[PROMPT]
From the material below, return exactly the lines starting at the one that holds "Locate every instance of the dorsal" and ending at the one that holds "Locate every instance of the thick". Pictures stay out of the answer.

[EXTRACTED INFORMATION]
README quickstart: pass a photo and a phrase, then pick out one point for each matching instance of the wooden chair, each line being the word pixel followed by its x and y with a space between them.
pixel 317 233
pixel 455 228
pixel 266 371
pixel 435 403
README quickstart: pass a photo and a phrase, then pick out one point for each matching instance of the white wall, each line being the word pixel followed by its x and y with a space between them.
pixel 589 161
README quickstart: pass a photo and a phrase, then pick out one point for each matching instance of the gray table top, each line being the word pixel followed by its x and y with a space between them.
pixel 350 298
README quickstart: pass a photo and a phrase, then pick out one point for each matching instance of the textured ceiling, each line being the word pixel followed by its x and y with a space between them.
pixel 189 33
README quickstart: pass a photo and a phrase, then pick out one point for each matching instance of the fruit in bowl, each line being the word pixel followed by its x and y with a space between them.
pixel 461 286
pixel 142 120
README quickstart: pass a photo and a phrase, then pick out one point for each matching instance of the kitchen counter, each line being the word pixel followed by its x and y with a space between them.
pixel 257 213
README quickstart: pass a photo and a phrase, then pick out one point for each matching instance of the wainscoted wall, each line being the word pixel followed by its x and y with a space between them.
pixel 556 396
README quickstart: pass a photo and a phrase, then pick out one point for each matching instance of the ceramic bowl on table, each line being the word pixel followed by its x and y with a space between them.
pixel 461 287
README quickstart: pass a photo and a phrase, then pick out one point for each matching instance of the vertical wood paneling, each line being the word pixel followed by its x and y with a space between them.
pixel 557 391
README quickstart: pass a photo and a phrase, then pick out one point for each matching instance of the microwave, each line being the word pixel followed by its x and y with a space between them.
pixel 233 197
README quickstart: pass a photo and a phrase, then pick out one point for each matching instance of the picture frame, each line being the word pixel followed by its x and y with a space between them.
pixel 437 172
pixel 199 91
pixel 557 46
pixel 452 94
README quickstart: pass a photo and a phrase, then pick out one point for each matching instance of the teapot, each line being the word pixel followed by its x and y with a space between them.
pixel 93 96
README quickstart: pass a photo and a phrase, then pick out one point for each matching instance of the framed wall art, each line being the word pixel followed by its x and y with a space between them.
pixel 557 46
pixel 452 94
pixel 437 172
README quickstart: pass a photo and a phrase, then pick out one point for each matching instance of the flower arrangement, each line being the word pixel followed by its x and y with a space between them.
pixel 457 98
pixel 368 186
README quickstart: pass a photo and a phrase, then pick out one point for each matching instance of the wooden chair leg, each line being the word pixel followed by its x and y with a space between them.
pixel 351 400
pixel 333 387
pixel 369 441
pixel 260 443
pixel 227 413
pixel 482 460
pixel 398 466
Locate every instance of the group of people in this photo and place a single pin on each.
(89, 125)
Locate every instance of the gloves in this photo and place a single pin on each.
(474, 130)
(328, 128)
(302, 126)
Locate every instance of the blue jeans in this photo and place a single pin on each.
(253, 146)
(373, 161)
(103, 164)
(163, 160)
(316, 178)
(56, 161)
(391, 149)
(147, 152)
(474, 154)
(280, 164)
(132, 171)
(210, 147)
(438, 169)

==

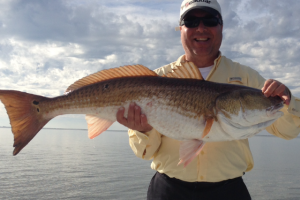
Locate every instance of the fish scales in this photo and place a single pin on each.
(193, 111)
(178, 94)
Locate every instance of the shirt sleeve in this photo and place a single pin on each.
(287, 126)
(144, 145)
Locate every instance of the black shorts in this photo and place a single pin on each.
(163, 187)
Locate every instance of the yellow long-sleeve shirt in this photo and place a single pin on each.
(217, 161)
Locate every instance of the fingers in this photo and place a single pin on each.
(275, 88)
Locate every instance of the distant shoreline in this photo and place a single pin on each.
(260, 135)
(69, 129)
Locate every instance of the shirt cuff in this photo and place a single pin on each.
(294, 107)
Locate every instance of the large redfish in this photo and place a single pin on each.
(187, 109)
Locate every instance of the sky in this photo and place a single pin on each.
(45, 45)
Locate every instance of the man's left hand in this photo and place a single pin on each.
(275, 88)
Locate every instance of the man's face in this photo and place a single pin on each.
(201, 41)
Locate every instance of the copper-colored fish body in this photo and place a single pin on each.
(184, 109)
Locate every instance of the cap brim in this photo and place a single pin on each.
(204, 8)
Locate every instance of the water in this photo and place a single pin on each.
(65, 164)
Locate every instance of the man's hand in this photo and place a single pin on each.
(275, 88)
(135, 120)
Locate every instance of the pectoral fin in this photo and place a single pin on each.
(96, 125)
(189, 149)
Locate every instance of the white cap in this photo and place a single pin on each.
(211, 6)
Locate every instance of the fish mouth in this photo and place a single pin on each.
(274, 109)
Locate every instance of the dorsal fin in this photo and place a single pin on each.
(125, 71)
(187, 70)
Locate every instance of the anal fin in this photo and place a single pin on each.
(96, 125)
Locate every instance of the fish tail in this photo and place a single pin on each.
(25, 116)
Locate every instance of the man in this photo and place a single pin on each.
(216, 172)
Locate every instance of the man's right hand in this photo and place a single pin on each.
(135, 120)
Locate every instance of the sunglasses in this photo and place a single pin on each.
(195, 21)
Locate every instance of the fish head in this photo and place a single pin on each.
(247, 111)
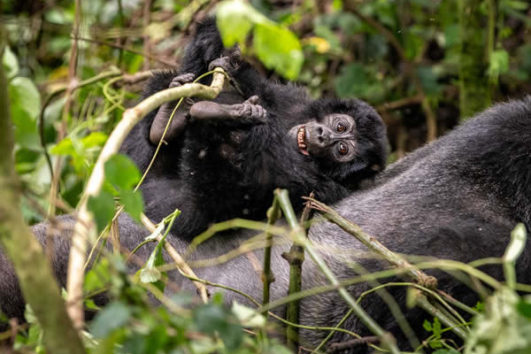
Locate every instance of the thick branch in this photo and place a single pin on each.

[OUTPUT OF THE EXERCISE]
Locate every instance of the dorsal fin in this photo and place a single pin on each.
(125, 71)
(187, 70)
Locate every instance of the anal fin in this photo and place a single pin on each.
(96, 125)
Locate every instance of the fish tail in this photo and place a single pin on each.
(25, 116)
Locate every instance of the man in this photo and place a single pin on each.
(216, 172)
Locate every instance of the man's right hand in this photo and place a single pin on each.
(135, 120)
Locate every instance of the sunglasses in this photo and place a single pin on each.
(195, 21)
Locate every instance of the fish head in this photo and place a single pin on each.
(247, 111)
Locate every instance of the thick branch in this photo and place a single pin on each.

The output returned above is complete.